Data extract:
::::
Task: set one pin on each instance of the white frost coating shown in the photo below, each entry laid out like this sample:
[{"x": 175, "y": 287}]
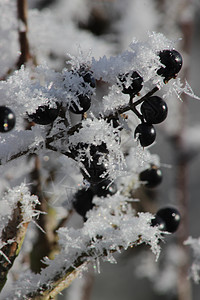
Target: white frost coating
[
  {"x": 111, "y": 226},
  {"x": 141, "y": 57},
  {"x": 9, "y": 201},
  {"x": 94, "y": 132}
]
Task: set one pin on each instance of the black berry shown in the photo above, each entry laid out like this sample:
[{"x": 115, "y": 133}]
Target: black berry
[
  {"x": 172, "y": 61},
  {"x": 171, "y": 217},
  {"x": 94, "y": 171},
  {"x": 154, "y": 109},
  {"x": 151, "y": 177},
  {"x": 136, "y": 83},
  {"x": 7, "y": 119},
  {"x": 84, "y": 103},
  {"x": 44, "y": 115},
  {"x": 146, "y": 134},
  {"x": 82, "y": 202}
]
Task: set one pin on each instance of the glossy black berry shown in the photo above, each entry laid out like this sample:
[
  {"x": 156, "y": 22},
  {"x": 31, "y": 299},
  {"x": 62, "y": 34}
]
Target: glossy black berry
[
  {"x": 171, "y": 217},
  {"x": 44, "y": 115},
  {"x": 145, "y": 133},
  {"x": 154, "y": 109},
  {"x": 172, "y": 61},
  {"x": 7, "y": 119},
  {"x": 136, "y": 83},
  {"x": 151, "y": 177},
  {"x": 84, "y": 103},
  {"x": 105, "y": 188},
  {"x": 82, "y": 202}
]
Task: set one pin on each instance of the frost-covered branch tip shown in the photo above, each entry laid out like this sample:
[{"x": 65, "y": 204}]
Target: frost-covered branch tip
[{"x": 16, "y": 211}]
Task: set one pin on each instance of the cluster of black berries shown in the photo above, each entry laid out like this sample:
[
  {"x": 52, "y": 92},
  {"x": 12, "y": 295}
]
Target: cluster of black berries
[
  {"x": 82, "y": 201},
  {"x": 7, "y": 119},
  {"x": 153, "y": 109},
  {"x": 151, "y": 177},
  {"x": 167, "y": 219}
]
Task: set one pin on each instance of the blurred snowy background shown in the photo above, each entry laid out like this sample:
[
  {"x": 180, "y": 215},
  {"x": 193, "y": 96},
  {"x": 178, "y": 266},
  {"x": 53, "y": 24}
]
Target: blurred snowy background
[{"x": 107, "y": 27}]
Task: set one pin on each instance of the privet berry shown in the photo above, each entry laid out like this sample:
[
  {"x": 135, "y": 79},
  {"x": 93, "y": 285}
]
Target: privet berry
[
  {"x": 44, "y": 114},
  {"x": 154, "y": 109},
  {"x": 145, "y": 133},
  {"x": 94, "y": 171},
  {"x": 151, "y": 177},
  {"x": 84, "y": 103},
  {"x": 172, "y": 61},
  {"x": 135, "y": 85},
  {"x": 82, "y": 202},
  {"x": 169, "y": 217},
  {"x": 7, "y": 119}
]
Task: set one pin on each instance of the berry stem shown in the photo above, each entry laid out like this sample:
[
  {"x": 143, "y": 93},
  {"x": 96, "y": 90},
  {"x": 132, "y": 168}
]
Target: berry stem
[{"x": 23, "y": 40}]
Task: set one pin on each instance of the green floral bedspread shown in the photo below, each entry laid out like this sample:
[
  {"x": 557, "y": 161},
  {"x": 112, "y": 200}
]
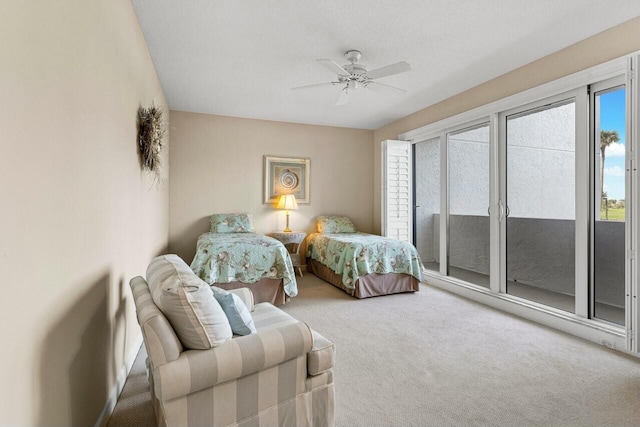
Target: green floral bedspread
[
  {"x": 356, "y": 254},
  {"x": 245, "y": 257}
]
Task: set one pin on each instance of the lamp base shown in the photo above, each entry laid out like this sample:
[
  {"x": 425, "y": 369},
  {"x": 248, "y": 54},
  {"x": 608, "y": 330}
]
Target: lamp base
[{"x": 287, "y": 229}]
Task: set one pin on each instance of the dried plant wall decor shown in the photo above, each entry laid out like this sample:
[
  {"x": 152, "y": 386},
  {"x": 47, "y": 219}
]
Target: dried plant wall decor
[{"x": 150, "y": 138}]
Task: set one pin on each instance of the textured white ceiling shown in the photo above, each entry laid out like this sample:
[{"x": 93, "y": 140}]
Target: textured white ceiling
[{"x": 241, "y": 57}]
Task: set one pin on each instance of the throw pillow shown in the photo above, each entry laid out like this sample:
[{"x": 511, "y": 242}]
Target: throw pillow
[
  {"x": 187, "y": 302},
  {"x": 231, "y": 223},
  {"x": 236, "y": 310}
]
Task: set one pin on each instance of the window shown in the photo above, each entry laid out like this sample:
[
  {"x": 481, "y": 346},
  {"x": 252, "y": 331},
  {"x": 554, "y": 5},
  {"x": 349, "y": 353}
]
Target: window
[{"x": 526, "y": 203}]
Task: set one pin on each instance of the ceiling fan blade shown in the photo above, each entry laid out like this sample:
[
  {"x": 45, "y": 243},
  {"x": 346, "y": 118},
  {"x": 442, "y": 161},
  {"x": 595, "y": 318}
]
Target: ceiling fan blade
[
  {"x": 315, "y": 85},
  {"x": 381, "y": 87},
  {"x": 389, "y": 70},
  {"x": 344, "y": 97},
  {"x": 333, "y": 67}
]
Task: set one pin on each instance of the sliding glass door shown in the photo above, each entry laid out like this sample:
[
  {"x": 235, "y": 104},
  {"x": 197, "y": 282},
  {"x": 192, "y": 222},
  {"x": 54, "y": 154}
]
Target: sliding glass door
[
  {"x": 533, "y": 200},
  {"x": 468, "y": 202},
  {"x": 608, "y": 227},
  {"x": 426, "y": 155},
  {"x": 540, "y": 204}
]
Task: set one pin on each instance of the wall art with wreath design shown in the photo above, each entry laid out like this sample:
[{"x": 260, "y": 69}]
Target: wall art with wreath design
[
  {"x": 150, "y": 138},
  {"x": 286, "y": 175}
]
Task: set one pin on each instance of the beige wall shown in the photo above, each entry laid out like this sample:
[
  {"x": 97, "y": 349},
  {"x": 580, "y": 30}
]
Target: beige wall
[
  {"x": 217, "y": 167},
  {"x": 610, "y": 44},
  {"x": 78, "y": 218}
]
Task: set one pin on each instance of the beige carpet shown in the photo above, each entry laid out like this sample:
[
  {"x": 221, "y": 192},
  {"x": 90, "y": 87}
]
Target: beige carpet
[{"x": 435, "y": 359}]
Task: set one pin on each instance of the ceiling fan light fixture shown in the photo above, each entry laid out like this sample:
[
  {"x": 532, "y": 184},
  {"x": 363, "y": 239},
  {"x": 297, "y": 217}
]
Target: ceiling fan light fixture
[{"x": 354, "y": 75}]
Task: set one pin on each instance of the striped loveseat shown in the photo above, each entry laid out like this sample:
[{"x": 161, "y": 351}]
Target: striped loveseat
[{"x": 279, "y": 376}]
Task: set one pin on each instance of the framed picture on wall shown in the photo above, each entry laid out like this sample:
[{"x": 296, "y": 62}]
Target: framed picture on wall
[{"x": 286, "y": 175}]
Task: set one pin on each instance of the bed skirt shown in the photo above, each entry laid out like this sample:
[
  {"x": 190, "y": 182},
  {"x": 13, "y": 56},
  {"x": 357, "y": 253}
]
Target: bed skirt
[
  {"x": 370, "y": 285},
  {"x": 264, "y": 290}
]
::::
What the exercise asks: An exact copy of the entries above is required; pictures are not part of it.

Answer to this problem:
Task: set one pin on each instance of the white frost coating shown in the photo below, each entry laid out like this sample:
[{"x": 175, "y": 287}]
Target: white frost coating
[
  {"x": 111, "y": 226},
  {"x": 141, "y": 57},
  {"x": 9, "y": 201},
  {"x": 94, "y": 132}
]
Task: set one pin on each instance of the black berry shown in the photo above, each entry laid out like this sample:
[{"x": 115, "y": 133}]
Target: black berry
[
  {"x": 172, "y": 61},
  {"x": 171, "y": 217},
  {"x": 94, "y": 171},
  {"x": 154, "y": 109},
  {"x": 151, "y": 177},
  {"x": 136, "y": 83},
  {"x": 7, "y": 119},
  {"x": 84, "y": 103},
  {"x": 44, "y": 115},
  {"x": 146, "y": 134},
  {"x": 82, "y": 202}
]
Task: set one pin on each instance of the glossy black berry shown in the photo above, each entry laid out like this sample:
[
  {"x": 156, "y": 22},
  {"x": 31, "y": 299},
  {"x": 62, "y": 34}
]
Target: glossy black berry
[
  {"x": 171, "y": 217},
  {"x": 44, "y": 115},
  {"x": 145, "y": 133},
  {"x": 154, "y": 109},
  {"x": 172, "y": 61},
  {"x": 7, "y": 119},
  {"x": 136, "y": 83},
  {"x": 151, "y": 177},
  {"x": 84, "y": 103},
  {"x": 105, "y": 188},
  {"x": 82, "y": 202}
]
Task: set one pin on each instance of the frost-covered branch tip shown in the photo above, each entry laid out like this sample:
[{"x": 65, "y": 204}]
Target: frost-covered branch tip
[{"x": 16, "y": 211}]
Task: set one pin on each instance of the cluster of black berries shown in the photo above, each entry laid out like this sample:
[
  {"x": 52, "y": 92},
  {"x": 12, "y": 295}
]
Target: cluster of black berries
[
  {"x": 82, "y": 201},
  {"x": 7, "y": 119},
  {"x": 153, "y": 109},
  {"x": 151, "y": 177},
  {"x": 167, "y": 219}
]
Task: set one pin on each instance of the blurred snowy background shown in the photo above, each entry laid out like this sample:
[
  {"x": 180, "y": 215},
  {"x": 193, "y": 96},
  {"x": 178, "y": 266},
  {"x": 53, "y": 24}
]
Target: blurred snowy background
[{"x": 107, "y": 27}]
Task: set one pin on each instance of the privet berry shown in the photo above, each entry laid out like this sample:
[
  {"x": 135, "y": 79},
  {"x": 93, "y": 285}
]
Target: privet berry
[
  {"x": 44, "y": 114},
  {"x": 154, "y": 109},
  {"x": 145, "y": 133},
  {"x": 94, "y": 171},
  {"x": 151, "y": 177},
  {"x": 84, "y": 103},
  {"x": 172, "y": 61},
  {"x": 135, "y": 85},
  {"x": 82, "y": 202},
  {"x": 169, "y": 217},
  {"x": 7, "y": 119}
]
Task: set one pin on each instance of the berry stem shown in the photo above, each entry laid out like this sample:
[
  {"x": 143, "y": 93},
  {"x": 96, "y": 90},
  {"x": 132, "y": 168}
]
Target: berry stem
[{"x": 23, "y": 40}]
Task: set one pin on each instance of the green floral bedspread shown in the photo below, each entry laid out like this sample:
[
  {"x": 557, "y": 161},
  {"x": 112, "y": 200}
]
Target: green floral bedspread
[
  {"x": 356, "y": 254},
  {"x": 245, "y": 257}
]
Task: set one pin on each instance of the lamp base shown in the photo above, each entry laid out like this sample:
[
  {"x": 425, "y": 369},
  {"x": 248, "y": 54},
  {"x": 608, "y": 330}
]
Target: lamp base
[{"x": 287, "y": 229}]
Task: set one pin on each instance of the dried plant wall decor shown in the photo above, each entry laid out like this sample:
[
  {"x": 152, "y": 386},
  {"x": 47, "y": 219}
]
Target: dried plant wall decor
[{"x": 150, "y": 138}]
Task: set one pin on each instance of the textured white ceiling shown in the photo above, each entry laid out like this sample:
[{"x": 93, "y": 140}]
Target: textured white ceiling
[{"x": 241, "y": 57}]
Task: set one pin on each instance of the throw pillow shown in the photo above, each entry laid out like this sample:
[{"x": 511, "y": 242}]
Target: throw pillow
[
  {"x": 187, "y": 302},
  {"x": 231, "y": 223},
  {"x": 236, "y": 310}
]
Task: set one pin on each instance of the window shown in the photo above, each entry laid out like this sample:
[
  {"x": 481, "y": 346},
  {"x": 252, "y": 331},
  {"x": 554, "y": 5},
  {"x": 349, "y": 353}
]
Target: window
[{"x": 526, "y": 203}]
Task: set one pin on each instance of the ceiling fan blade shown in the photo above, each entry laid out like this sample:
[
  {"x": 45, "y": 243},
  {"x": 346, "y": 118},
  {"x": 442, "y": 161},
  {"x": 595, "y": 318}
]
Target: ceiling fan blade
[
  {"x": 315, "y": 85},
  {"x": 381, "y": 87},
  {"x": 389, "y": 70},
  {"x": 344, "y": 97},
  {"x": 333, "y": 67}
]
Task: set one pin on each instance of the sliding glass door shown in the photo above, each entry laid out like this sample:
[
  {"x": 235, "y": 104},
  {"x": 197, "y": 282},
  {"x": 192, "y": 222},
  {"x": 54, "y": 154}
]
Target: sliding glass door
[
  {"x": 533, "y": 200},
  {"x": 468, "y": 202},
  {"x": 608, "y": 227},
  {"x": 426, "y": 155},
  {"x": 540, "y": 204}
]
Task: set one pin on each instance of the wall art with wreath design shown in the photo above, each entry laid out like this sample:
[{"x": 260, "y": 69}]
Target: wall art with wreath design
[
  {"x": 150, "y": 138},
  {"x": 286, "y": 175}
]
Task: set one pin on each instance of the beige wall shown in the photo above, each entry laid out like this sample:
[
  {"x": 97, "y": 349},
  {"x": 580, "y": 30}
]
Target: beige wall
[
  {"x": 217, "y": 167},
  {"x": 610, "y": 44},
  {"x": 78, "y": 218}
]
Task: set one pin on each instance of the beige carpet shown in the photo above, each entry laid out like this sample:
[
  {"x": 221, "y": 192},
  {"x": 90, "y": 87}
]
Target: beige carpet
[{"x": 435, "y": 359}]
Task: set one pin on each instance of the ceiling fan light fixture shown in the photo above, each entry laid out like this sample:
[
  {"x": 532, "y": 184},
  {"x": 363, "y": 239},
  {"x": 297, "y": 217}
]
Target: ceiling fan light fixture
[{"x": 354, "y": 75}]
Task: set one pin on each instance of the striped loveseat shown in the photo above, each entry laid out like this sample:
[{"x": 161, "y": 351}]
Target: striped loveseat
[{"x": 279, "y": 376}]
Task: set one pin on each instance of the framed picture on wall shown in the photo above, each entry laid out like this sample:
[{"x": 296, "y": 62}]
Target: framed picture on wall
[{"x": 286, "y": 175}]
Task: set one pin on each instance of the bed skirt shown in the photo above, each entry laid out like this sample:
[
  {"x": 190, "y": 182},
  {"x": 13, "y": 56},
  {"x": 357, "y": 253}
]
Target: bed skirt
[
  {"x": 370, "y": 285},
  {"x": 264, "y": 290}
]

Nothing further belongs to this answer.